Task inputs:
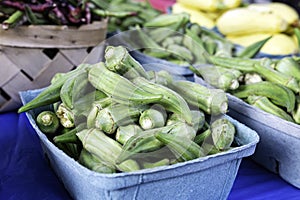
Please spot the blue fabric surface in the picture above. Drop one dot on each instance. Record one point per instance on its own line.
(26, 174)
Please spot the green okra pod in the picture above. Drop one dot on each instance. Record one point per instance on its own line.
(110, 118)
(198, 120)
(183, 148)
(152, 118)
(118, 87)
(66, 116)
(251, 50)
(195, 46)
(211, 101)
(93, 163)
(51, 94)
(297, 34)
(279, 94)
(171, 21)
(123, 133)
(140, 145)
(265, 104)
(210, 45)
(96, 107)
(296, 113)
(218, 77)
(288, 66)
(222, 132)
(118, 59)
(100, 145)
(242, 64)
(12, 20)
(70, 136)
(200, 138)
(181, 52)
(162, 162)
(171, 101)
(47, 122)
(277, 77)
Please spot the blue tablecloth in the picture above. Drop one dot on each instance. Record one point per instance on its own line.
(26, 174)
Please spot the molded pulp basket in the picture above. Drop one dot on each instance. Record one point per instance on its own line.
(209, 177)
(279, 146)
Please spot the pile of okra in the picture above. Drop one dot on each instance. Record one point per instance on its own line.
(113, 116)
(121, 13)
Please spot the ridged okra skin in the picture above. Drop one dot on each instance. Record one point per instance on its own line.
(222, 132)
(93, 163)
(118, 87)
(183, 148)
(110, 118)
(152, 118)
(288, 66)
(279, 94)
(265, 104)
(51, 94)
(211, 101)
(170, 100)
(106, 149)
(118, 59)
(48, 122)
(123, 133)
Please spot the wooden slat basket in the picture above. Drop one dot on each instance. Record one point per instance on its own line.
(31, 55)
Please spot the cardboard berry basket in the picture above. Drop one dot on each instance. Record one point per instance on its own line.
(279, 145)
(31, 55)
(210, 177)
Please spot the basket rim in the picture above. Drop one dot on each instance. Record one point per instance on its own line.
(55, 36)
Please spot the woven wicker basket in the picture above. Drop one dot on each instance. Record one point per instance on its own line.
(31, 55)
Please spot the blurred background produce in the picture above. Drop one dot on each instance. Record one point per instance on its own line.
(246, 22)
* * *
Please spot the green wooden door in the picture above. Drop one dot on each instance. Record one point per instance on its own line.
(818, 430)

Aim of the exercise:
Extract each line of the entries above that contains the word "green", reproducing every such line in full.

Final result:
Please spot the green okra pod in the picture above. Drop one dot on each instance. Record one point per instance on its own line.
Please spot the green wooden door in the picture above. Drop one dot on each instance. Record one point per instance on its own line.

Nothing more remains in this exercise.